# Gravely Identification



## ddauto

Hello, I purchased and old gravely walk behind that was listed as a 5665 pro. I have no idea what it really is and the only tag left is a serial number tag. It has a 12 hp kohler engine and brake steering. The serial # is 00578150. Wondering if anyone had any information how I can identify this tractor in order to attempt a restoration.


----------



## wjjones

Can you post a picture of it?


----------



## wjjones

Is this like yours? 

http://nashville.craigslist.org/grd/4667472956.html


----------



## ddauto

*Picture close*

The picture looks like the unit except there is a third handle that operates the brakes on the wheels. I was told it was a steering brake but other than that units look the same. Thanks for taking the time to help


----------



## Beaner2u

For service manuals check here,

http://gravelytractorclub.org/index.php/resources/manuals/95-walk-behind-tractors


Here is a guide to help you date your tractor. The numbers on the engine are not the tractor serial numbers. Your tractor number I believe is on top of the dash panel.

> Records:
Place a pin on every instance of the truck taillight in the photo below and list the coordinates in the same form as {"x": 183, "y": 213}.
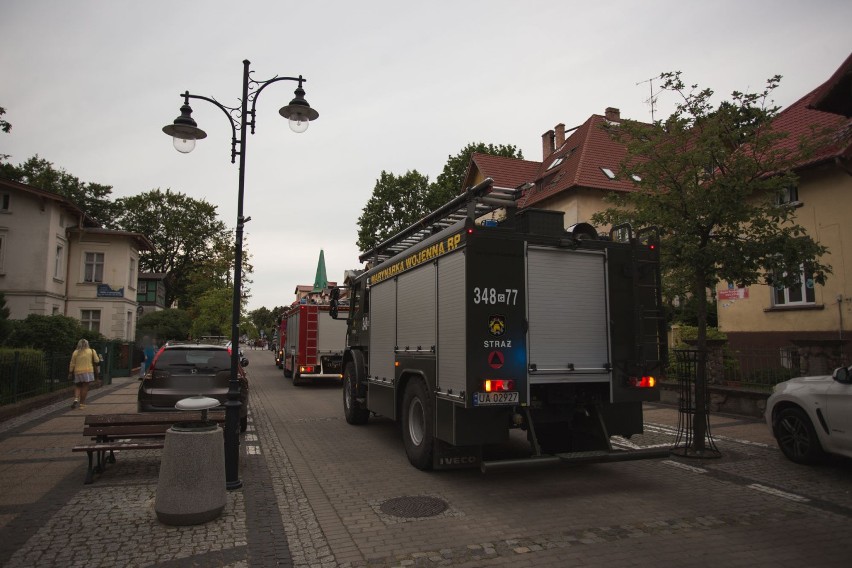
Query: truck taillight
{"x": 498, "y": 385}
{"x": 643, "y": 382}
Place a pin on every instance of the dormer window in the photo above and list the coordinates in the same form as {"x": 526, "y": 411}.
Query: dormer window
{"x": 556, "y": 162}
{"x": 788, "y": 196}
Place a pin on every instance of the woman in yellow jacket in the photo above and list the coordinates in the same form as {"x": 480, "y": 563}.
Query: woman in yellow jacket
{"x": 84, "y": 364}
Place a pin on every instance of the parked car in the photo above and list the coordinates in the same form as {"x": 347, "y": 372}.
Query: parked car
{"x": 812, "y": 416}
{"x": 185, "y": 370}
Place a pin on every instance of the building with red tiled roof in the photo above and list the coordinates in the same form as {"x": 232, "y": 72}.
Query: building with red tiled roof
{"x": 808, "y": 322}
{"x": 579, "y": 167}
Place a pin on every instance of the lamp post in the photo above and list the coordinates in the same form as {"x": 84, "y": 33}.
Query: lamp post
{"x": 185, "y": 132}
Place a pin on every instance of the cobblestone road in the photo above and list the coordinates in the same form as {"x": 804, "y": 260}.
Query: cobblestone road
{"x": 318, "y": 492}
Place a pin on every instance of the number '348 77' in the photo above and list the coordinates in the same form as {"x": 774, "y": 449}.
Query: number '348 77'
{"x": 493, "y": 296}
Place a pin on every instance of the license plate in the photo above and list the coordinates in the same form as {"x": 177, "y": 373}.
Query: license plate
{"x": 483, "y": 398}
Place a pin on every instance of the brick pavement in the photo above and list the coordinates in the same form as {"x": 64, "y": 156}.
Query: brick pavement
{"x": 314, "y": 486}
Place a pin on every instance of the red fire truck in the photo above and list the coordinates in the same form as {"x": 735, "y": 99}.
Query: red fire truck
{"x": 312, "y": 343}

> SET EXERCISE 1:
In the Gravely thread, what engine does the walk-behind tractor have?
> SET EXERCISE 2:
Write out the Gravely thread word for word, starting at "## Beaner2u" and ending at "the dash panel.".

> FINAL ANSWER 1:
A 12 hp Kohler engine.

> FINAL ANSWER 2:
## Beaner2u

For service manuals check here,

http://gravelytractorclub.org/index.php/resources/manuals/95-walk-behind-tractors


Here is a guide to help you date your tractor. The numbers on the engine are not the tractor serial numbers. Your tractor number I believe is on top of the dash panel.